Text block >>
>> START

BookmarkSubscribeRSS Feed
☑ This topic is solved. Need further help from the community? Please sign in and ask a new question.
cgates
Obsidian | Level 7
I have a query that works fine, but it takes hours to run because of how much data it pulls in (like past 7 years of data). There is a new restriction being imposed stating that any queries on this database will be killed after 30 minutes of runtime - no exceptions. So now I have to find a way to still pull all of the data I need but in 30 minute (or less) increments.

The most rudimentary way I can think to do this is to have separate queries for each year (with the hope that only pulling one year of data takes less than 30 min to run - this isnt guaranteed though so I might have to run every 6 month queries). EX. A query for 2020, another for 2021, another for 2022, and so forth. But I’m wondering if there’s a more eloquent/efficient way to write this with a loop that doesn’t require me to hard code the dates whether they’re every 6 months or every year. Basing it on runtime would be best since that is where the restriction is taking place. The hard part would be if I could get it to iterate based on time, the next run would have to know where the previous run stopped to it could append onto the previous dataset.

Any help is appreciated!

This is how the query is currently pulled:
PROC SQL;
CONNECT TO SQLSVR(DATABASE=DB, USER=MYID, PASSWORD=PASS READBUFF=1000);

CREATE TABLE RECORDPULL AS
SELECT * FROM CONNECTION TO SQLSVR
(SELECT *
FROM MYDATABASE
WHERE ADD_DT <= ‘2023-12-31’);

QUIT;
1 ACCEPTED SOLUTION

Accepted Solutions
Patrick
Opal | Level 21

You could try something like done in below sample code that pulls data from the DB in yearly or monthly slices. 

The code assumes that the SQL Server variable ADD_DT is of type DATE. If it's datetime then you would need to amend the code accordingly.

If your SQL is as simple as shared then I'd be using Proc Append and try if increasing the readbuff value increases performance. If using a SQL then potentially just using the default could perform best.

Below code creates monthly or yearly SAS tables because this allows to easily add more data (dates) at a later time or if something falls over to only re-run for the failed date periods.

%macro slices(source_tbl,start_dt, end_dt,interval=year,target_tbl=want,replace=YES);

  %local start stop end lib tbl;

  %let end  =%sysfunc(putn("&end_dt"d,f16. -l));
  %let start=&start_dt;
  %let lib=%scan(work.&target_tbl,-2);

  %do i=0 %to 1000;

    %let stop =%sysfunc(intnx(&interval,"&start_dt"d,&i,e));
    %let stop =%sysfunc(min(&stop,&end),date9.);

    %let tbl=%scan(work.&target_tbl,-1);
    %if %upcase(&interval)=YEAR %then %let tbl=&tbl._&interval._%sysfunc(putn("&start"d,year4. -l));
    %else 
    %if %upcase(&interval)=MONTH %then %let tbl=&tbl._&interval._%sysfunc(putn("&start"d,yymmn6. -l));

    %if not %sysfunc(exist(&lib..&tbl)) or %upcase(&replace)=YES %then
      %do;
        proc datasets lib=&lib nolist nowarn;
          delete &tbl;
          run;
          append data=&source_tbl base=&lib..&tbl;
            where ADD_DT between "&start"d and "&stop"d;
          run;
        quit;
      %end;
    %if %sysfunc(putn("&stop"d,f16. -l))=&end %then %goto exit;
    %let start=%sysfunc(intnx(&interval,"&start_dt"d,%eval(&i+1),b),date9.);
  %end;
  %exit:;

%mend;

View solution in original post

11 REPLIES 11
Sajid01
Meteorite | Level 14

Hello
Your query, if it is as posted, would be pulling all the data earlier than the specified date.

>> END

[Detection annotation records]

>> START

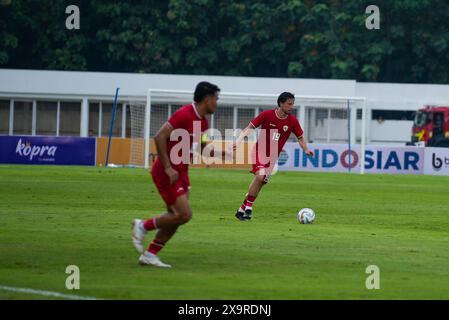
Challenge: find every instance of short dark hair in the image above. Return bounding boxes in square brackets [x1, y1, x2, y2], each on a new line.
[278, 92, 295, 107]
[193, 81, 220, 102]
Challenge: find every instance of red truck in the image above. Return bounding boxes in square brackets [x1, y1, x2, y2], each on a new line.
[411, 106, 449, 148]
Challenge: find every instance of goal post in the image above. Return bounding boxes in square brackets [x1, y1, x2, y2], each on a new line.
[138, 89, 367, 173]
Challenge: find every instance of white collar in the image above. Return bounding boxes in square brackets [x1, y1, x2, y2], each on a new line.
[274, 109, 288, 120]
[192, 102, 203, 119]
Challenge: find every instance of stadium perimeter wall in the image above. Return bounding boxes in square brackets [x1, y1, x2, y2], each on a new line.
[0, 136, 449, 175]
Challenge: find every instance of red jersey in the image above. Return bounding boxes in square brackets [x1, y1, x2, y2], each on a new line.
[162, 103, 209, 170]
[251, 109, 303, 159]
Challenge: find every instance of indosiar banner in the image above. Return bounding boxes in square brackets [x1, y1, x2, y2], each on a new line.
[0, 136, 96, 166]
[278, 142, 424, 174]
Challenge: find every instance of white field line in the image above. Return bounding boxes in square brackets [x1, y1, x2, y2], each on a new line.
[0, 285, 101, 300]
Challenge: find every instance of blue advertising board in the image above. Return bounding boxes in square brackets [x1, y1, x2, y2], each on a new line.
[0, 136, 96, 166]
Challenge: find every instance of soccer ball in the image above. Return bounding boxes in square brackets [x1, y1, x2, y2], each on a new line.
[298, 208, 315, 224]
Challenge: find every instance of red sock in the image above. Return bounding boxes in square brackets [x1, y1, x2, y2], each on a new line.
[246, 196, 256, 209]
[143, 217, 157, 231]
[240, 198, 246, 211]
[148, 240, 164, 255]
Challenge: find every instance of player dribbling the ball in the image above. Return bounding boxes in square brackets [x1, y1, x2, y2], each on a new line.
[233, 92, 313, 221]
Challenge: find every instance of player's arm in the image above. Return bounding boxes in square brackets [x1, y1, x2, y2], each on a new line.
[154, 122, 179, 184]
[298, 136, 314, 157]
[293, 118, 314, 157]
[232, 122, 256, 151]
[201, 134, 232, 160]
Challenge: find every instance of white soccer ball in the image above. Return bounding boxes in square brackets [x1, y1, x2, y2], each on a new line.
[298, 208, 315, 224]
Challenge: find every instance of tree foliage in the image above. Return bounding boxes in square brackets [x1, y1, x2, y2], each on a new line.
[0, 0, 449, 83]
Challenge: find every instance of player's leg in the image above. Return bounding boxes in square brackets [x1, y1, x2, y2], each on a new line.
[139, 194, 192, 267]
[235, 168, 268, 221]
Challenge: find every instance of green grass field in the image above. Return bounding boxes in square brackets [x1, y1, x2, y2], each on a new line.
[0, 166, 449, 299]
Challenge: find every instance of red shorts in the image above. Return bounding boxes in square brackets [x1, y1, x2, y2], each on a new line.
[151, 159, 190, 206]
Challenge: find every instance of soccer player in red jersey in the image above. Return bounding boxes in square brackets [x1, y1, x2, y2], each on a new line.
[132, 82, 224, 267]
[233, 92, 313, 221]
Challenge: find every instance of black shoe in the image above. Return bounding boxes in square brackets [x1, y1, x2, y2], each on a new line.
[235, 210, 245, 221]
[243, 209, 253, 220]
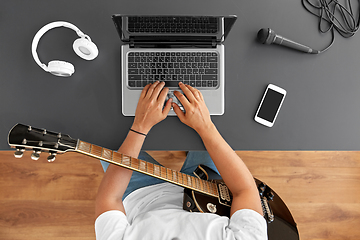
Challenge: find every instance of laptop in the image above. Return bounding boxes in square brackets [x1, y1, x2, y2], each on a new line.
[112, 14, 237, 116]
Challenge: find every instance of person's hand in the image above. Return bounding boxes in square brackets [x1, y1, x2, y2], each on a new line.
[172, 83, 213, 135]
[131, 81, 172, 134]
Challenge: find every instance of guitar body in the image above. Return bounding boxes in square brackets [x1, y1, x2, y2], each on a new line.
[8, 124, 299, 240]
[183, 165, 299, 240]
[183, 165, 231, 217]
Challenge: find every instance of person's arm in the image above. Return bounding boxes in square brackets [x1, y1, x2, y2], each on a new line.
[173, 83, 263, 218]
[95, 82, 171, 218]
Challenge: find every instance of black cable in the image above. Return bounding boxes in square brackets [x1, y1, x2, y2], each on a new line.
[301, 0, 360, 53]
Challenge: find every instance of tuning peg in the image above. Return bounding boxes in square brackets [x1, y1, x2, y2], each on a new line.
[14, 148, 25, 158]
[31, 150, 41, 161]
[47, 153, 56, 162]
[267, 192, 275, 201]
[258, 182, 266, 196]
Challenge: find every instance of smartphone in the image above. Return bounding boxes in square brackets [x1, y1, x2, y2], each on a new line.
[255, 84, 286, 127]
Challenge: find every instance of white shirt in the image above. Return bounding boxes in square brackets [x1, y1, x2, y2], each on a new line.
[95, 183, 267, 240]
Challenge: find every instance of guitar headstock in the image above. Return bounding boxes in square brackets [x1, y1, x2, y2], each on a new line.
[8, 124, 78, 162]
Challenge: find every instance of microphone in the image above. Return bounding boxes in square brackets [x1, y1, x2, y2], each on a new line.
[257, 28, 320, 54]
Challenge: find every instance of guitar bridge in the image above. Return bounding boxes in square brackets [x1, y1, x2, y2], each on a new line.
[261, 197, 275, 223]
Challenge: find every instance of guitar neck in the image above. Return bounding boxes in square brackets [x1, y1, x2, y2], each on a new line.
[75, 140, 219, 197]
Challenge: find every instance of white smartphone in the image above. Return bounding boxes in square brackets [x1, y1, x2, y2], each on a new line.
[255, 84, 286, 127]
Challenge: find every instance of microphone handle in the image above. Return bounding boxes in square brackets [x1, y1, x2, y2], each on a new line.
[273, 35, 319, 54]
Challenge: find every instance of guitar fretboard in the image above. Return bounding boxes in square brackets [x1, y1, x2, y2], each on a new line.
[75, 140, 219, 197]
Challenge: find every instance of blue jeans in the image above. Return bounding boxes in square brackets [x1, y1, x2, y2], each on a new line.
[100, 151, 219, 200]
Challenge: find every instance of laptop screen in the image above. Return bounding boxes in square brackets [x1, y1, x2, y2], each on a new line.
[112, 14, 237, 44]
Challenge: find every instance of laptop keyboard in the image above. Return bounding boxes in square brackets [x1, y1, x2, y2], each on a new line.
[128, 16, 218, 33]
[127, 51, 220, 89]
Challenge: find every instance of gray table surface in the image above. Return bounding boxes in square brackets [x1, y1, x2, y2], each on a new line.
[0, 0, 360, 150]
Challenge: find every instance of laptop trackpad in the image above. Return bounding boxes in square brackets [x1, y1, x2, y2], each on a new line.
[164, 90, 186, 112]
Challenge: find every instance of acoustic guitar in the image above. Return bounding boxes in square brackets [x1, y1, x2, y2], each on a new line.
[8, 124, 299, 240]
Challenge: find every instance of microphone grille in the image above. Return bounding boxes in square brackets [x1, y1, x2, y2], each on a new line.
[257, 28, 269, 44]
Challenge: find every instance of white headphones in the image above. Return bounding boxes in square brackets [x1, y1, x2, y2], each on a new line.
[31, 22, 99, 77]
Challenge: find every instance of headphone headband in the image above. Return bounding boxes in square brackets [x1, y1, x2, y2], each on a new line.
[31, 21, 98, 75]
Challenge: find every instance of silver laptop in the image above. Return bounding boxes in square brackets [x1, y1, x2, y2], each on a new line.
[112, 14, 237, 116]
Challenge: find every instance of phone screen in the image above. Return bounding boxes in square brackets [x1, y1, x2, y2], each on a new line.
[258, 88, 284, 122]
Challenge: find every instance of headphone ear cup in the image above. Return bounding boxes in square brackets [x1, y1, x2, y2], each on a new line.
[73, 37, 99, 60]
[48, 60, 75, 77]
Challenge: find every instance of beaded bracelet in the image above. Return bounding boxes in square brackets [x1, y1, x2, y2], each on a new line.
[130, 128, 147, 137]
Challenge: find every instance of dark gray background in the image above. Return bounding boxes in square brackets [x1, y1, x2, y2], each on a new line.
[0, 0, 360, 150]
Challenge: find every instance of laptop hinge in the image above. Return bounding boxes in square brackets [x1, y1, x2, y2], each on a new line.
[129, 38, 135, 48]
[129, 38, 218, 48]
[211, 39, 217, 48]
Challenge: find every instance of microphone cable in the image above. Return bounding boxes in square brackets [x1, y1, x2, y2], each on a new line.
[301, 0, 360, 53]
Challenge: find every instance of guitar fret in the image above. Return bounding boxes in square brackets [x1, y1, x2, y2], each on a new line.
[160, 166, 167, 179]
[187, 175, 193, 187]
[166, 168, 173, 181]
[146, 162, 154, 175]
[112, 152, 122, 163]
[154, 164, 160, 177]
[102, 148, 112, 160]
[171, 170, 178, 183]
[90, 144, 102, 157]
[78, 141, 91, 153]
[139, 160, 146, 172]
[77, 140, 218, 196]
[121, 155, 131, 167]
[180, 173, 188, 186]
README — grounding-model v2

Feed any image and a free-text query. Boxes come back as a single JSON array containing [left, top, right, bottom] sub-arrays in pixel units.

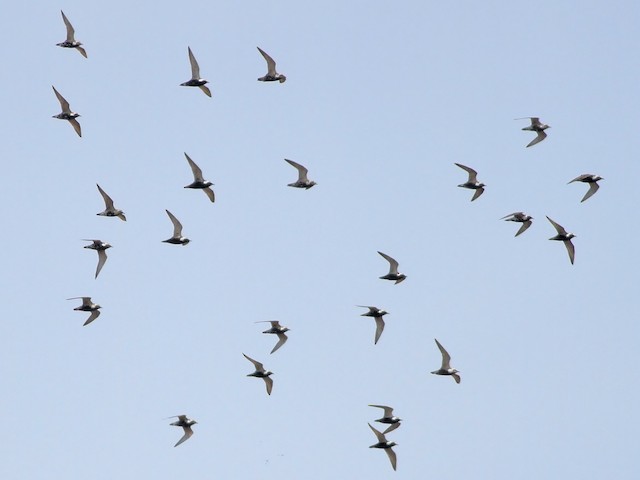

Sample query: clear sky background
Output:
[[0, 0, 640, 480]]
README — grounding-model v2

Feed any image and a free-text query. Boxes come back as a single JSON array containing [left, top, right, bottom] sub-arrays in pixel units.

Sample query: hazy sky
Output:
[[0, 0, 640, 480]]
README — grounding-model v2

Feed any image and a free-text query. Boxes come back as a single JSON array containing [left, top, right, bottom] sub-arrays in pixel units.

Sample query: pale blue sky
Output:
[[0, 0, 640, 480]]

>> END
>> START

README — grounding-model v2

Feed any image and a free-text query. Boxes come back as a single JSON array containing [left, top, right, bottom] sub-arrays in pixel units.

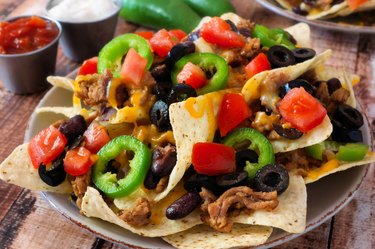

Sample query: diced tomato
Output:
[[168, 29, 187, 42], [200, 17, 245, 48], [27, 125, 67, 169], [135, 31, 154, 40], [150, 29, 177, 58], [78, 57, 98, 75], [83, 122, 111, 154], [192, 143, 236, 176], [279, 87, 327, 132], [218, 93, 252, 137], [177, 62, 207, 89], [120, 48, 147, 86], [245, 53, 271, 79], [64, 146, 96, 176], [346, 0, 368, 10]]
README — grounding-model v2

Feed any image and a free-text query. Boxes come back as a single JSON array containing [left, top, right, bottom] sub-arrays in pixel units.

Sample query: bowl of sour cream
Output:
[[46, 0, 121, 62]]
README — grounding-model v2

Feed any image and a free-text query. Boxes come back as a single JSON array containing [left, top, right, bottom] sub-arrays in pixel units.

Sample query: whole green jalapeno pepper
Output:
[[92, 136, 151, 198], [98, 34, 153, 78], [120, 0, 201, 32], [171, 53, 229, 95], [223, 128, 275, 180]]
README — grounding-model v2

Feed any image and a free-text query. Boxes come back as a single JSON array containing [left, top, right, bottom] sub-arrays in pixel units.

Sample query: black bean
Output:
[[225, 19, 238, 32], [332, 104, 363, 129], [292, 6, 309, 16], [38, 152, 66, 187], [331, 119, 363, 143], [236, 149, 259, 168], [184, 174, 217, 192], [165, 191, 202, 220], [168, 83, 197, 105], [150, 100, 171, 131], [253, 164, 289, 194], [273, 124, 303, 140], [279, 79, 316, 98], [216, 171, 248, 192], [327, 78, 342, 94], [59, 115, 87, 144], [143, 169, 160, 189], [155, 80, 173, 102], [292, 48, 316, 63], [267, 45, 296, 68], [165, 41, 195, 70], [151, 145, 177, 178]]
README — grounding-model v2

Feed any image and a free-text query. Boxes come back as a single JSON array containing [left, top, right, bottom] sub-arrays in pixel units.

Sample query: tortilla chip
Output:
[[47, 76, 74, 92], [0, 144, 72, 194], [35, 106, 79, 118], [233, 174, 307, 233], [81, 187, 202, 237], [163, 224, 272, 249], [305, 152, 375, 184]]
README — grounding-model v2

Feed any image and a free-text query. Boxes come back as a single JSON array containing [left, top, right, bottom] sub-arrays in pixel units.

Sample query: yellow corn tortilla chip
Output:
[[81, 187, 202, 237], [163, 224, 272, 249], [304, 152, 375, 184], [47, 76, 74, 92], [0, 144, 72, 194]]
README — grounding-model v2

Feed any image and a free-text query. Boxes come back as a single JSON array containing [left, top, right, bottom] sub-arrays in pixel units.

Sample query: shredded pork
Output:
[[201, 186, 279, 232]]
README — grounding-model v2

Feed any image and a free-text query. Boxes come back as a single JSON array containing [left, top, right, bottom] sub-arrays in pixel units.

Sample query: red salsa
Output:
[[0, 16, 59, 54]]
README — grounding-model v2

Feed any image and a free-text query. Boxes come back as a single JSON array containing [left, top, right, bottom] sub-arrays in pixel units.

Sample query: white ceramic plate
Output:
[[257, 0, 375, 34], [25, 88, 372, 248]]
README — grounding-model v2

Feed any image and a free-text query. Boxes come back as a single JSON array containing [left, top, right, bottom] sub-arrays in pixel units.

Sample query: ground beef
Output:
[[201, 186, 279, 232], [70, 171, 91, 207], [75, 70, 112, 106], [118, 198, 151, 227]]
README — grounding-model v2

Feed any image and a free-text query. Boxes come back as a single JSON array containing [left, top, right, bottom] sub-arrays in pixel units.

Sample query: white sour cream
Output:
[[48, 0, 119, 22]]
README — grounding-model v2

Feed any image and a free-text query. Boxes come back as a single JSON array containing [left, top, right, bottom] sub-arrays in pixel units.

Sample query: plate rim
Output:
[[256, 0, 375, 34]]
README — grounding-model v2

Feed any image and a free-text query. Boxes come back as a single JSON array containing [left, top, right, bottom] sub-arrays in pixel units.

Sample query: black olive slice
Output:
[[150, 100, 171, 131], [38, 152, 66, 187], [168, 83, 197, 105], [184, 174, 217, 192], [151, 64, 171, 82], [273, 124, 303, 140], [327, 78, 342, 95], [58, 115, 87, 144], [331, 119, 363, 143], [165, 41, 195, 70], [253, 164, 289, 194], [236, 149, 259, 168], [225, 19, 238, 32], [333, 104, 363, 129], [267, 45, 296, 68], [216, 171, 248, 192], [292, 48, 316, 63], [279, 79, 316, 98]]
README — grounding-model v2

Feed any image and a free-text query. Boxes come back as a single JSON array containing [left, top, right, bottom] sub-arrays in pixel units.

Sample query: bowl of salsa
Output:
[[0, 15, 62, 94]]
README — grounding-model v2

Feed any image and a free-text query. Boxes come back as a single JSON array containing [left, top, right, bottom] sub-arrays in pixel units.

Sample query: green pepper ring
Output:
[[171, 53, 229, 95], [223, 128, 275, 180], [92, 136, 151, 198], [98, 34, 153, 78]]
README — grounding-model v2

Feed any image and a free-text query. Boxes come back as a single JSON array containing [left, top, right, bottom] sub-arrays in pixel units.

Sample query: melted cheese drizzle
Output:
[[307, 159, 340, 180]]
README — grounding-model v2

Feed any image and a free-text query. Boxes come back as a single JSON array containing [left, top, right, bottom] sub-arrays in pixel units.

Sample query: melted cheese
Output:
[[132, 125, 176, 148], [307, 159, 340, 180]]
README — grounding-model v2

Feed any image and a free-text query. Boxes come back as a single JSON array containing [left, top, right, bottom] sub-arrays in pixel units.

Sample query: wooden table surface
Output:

>> END

Work instructions >> According to the forum thread, after how long will queries on the database be killed under the new restriction?

Output for this task >> After 30 minutes of runtime.